**Objective:**
Please copy every line of the items below word for word, leaving out the pictures.

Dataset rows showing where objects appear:
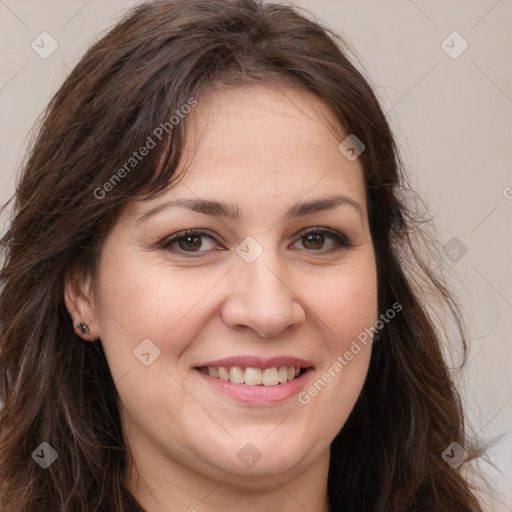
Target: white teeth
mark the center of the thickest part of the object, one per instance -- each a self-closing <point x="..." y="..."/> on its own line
<point x="283" y="374"/>
<point x="253" y="376"/>
<point x="223" y="373"/>
<point x="270" y="377"/>
<point x="236" y="375"/>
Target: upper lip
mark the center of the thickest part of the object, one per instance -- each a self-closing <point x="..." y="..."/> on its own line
<point x="258" y="362"/>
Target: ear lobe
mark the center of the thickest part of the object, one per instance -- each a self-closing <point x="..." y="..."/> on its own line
<point x="80" y="305"/>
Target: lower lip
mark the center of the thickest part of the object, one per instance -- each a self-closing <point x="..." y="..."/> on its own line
<point x="259" y="394"/>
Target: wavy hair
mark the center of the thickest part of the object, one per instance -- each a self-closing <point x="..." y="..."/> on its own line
<point x="57" y="388"/>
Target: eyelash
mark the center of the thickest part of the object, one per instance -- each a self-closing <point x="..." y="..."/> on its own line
<point x="340" y="240"/>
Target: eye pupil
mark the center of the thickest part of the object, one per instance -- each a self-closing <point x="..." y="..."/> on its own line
<point x="313" y="237"/>
<point x="184" y="242"/>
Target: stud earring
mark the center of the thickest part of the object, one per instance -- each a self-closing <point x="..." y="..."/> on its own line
<point x="83" y="328"/>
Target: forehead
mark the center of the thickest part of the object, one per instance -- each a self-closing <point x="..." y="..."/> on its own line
<point x="252" y="142"/>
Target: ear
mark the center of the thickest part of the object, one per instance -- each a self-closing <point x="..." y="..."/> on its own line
<point x="80" y="304"/>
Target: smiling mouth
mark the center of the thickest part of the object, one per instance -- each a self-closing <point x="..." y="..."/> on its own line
<point x="251" y="376"/>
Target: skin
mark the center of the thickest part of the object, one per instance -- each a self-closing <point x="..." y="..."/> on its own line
<point x="262" y="149"/>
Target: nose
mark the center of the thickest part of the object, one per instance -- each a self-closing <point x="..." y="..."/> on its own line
<point x="261" y="298"/>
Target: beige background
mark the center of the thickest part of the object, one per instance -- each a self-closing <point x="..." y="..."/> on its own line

**Answer to this task:**
Target: white teeth
mark the center of the thickest part of the object, one per instance -- each a self-closing <point x="..." y="..."/> on its own line
<point x="283" y="374"/>
<point x="253" y="376"/>
<point x="223" y="373"/>
<point x="270" y="377"/>
<point x="236" y="375"/>
Target: upper lip
mark the center of the thickest part of the object, one per instance -- each a self-closing <point x="..." y="..."/> on its own line
<point x="258" y="362"/>
Target: ear lobe
mark the center of the thickest part of the object, one per instance -- each a self-closing <point x="..." y="..."/> on its own line
<point x="80" y="305"/>
Target: lower lip
mark the center of the thickest part of the object, one per instance -- each a self-closing <point x="..." y="..."/> on its own line
<point x="259" y="394"/>
Target: wavy hair
mark the center of the thickest part of the object, one per instance -- each a self-closing <point x="..." y="..."/> on its own line
<point x="57" y="388"/>
Target: eyelash
mark the center of the thickest part of the object, one per instance -- each a self-closing <point x="..." y="..."/> on its own line
<point x="340" y="240"/>
Target: eye pupil
mark the center of the thickest part of the object, one per instance -- each a self-closing <point x="..." y="..."/> on its own line
<point x="313" y="237"/>
<point x="184" y="242"/>
Target: stud earring
mark the center of the thickest part of the object, one per instance -- each a self-closing <point x="..." y="..."/> on its own line
<point x="83" y="328"/>
Target: forehead
mark the center of the thickest part of the object, one per instance -- each a self-closing <point x="..." y="..."/> on its own line
<point x="252" y="142"/>
Target: ear
mark the center of the thickest part of the object, one per instance -- each a self-closing <point x="..." y="..."/> on its own line
<point x="80" y="304"/>
Target: smiling mouth
mark the center of the thickest part of the object, one per instance -- each a self-closing <point x="..." y="..."/> on its own line
<point x="251" y="376"/>
Target: skin
mark the center of the thickest part of the object, one per instance -- each a self-closing <point x="..." y="..."/> on its own line
<point x="262" y="149"/>
Target: nose
mark the center of the thickest part of the object, one per instance -- each a self-closing <point x="..." y="..."/> on its own line
<point x="261" y="298"/>
Target: beige background
mark the center of the thickest part of the object, one per instance -- each a self-closing <point x="..." y="..."/> on its own line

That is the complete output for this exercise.